• Task statement
Each record below is to be restated word for word.
━━ Available data ━━
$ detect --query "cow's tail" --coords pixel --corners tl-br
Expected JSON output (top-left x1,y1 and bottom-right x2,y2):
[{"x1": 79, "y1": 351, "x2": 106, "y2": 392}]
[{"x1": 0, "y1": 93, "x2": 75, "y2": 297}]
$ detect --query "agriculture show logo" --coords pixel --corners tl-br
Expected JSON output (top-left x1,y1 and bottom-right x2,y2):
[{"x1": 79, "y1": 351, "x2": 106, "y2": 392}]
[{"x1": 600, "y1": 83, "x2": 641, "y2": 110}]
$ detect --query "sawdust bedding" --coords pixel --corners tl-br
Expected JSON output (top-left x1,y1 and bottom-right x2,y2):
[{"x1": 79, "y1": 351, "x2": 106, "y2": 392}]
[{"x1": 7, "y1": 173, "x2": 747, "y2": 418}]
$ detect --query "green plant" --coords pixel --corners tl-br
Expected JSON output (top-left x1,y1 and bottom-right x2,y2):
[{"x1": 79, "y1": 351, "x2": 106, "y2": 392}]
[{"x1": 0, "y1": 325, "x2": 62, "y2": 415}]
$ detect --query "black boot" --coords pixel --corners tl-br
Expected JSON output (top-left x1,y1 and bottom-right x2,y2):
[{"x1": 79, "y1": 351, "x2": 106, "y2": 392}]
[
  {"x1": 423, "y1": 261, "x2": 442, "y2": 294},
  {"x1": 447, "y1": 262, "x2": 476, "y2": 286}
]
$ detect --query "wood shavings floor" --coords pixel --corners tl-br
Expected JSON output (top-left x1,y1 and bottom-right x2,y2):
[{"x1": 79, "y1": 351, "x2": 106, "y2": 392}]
━━━
• Solved exercise
$ detect --query "cow's tail" --coords pixel --corners tl-br
Expected JSON output (top-left x1,y1 and bottom-right x2,y2):
[{"x1": 79, "y1": 351, "x2": 106, "y2": 392}]
[{"x1": 0, "y1": 93, "x2": 75, "y2": 297}]
$ detect --query "agriculture show logo" --coords pixel --corners tl-br
Expected JSON output (top-left x1,y1 and bottom-right x2,y2):
[{"x1": 79, "y1": 351, "x2": 106, "y2": 392}]
[{"x1": 600, "y1": 83, "x2": 641, "y2": 110}]
$ detect --query "sawdust bedding" --coords pixel --corners tl-br
Expected JSON output (top-left x1,y1 and bottom-right x2,y2):
[{"x1": 79, "y1": 351, "x2": 106, "y2": 392}]
[{"x1": 7, "y1": 173, "x2": 747, "y2": 418}]
$ detect --query "green plant" --coords pixel --corners tl-br
Expected JSON output (top-left x1,y1 and bottom-right x2,y2):
[{"x1": 79, "y1": 351, "x2": 106, "y2": 392}]
[{"x1": 0, "y1": 325, "x2": 62, "y2": 415}]
$ detect --query "black boot" --coords pixel --corners tl-br
Expected JSON output (top-left x1,y1 and bottom-right x2,y2):
[{"x1": 79, "y1": 351, "x2": 106, "y2": 392}]
[
  {"x1": 423, "y1": 261, "x2": 442, "y2": 294},
  {"x1": 447, "y1": 262, "x2": 476, "y2": 286}
]
$ detect --query "wood shavings floor" --coords pixel --corners tl-br
Expected JSON output (top-left x1,y1 and bottom-right x2,y2):
[{"x1": 79, "y1": 351, "x2": 106, "y2": 392}]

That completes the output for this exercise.